_STATED PROBLEM A_.
According to the book review, into how many chapters is "The West End Front" broken down?
_STATED PROBLEM B_.
Reproduce the passage of the book review starting with "The West End Front –" and going on through "fiction comfort zone.", renaming "Faber" as "the publisher".

_EXCERPT_.
Sunday, November 20, 2011

The West End Front – Matthew Sweet


The wartime secrets of London’s grand hotels – I quite liked the sound of this book but wasn’t entirely sure so cheekily asked Faber if I could have a copy. Very nicely they said yes which turned out to be a splendid thing for me because it’s easily one of the most enjoyable books of the year (which has also just been read out on radio 4 where it’s probably just still available via iplayer) which feels like a fitting reward for stepping outside of my fiction comfort zone.

‘The West End Front’ is broken down into ten chapters covering Aliens (the foreign national sort as opposed to any other sort of visitors) Reds, Players, Brigades, Cons, Parents, Subterraneans, Traitors, Majesties, and Strikers. The brilliance of the book is that each chapter concentrates on a couple of key characters whose individual stories are both very personal yet likely to be the same for countless others throughout the war.

_SUPPLIED ENTRIES_.
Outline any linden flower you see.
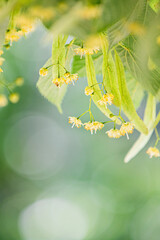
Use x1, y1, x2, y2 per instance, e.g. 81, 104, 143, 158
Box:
6, 29, 20, 43
120, 122, 134, 139
146, 147, 160, 158
0, 50, 3, 56
15, 77, 24, 87
14, 14, 35, 34
106, 129, 121, 138
29, 6, 55, 21
69, 117, 82, 128
156, 36, 160, 45
98, 93, 114, 105
78, 6, 102, 20
52, 77, 65, 87
84, 121, 104, 134
39, 68, 48, 77
9, 93, 20, 103
84, 87, 94, 96
0, 57, 5, 66
0, 94, 8, 107
74, 47, 99, 58
64, 73, 78, 85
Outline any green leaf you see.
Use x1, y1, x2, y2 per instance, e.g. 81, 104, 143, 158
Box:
72, 52, 103, 77
101, 35, 121, 106
153, 112, 160, 128
85, 55, 121, 125
107, 0, 147, 49
124, 94, 156, 163
126, 72, 144, 109
37, 58, 67, 113
0, 0, 16, 49
115, 51, 148, 134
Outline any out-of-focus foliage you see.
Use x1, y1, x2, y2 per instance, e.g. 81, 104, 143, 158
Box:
0, 26, 160, 240
0, 0, 160, 240
0, 0, 160, 159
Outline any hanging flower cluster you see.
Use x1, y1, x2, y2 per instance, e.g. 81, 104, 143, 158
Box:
0, 77, 24, 107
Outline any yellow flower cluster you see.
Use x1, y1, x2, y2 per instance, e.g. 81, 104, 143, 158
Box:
0, 50, 5, 73
84, 121, 104, 134
0, 77, 24, 107
146, 147, 160, 158
78, 5, 102, 20
29, 6, 56, 21
52, 73, 78, 87
0, 92, 20, 107
39, 68, 48, 77
74, 47, 99, 58
120, 122, 134, 139
69, 117, 82, 128
9, 93, 20, 103
84, 87, 94, 96
69, 117, 104, 134
98, 93, 114, 106
14, 14, 35, 34
106, 129, 122, 138
106, 122, 134, 139
15, 77, 24, 87
0, 94, 8, 107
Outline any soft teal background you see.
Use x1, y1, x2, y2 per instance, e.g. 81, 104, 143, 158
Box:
0, 23, 160, 240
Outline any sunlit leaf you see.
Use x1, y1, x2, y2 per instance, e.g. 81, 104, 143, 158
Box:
115, 52, 148, 134
101, 35, 121, 106
124, 94, 156, 163
37, 58, 67, 113
86, 55, 121, 124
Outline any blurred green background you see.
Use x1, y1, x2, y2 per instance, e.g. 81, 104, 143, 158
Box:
0, 22, 160, 240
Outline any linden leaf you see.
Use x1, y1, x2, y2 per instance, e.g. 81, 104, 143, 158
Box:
37, 58, 67, 113
126, 72, 144, 109
85, 55, 121, 124
115, 51, 148, 134
101, 35, 121, 106
124, 94, 156, 163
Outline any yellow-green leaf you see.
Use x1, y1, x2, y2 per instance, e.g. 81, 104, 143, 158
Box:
86, 55, 121, 124
37, 58, 67, 113
124, 94, 156, 163
101, 35, 121, 106
115, 51, 148, 134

_WRITTEN REPLY A_.
Ten chapters.

_WRITTEN REPLY B_.
The West End Front – Matthew Sweet


The wartime secrets of London’s grand hotels – I quite liked the sound of this book but wasn’t entirely sure so cheekily asked the publisher if I could have a copy. Very nicely they said yes which turned out to be a splendid thing for me because it’s easily one of the most enjoyable books of the year (which has also just been read out on radio 4 where it’s probably just still available via iplayer) which feels like a fitting reward for stepping outside of my fiction comfort zone.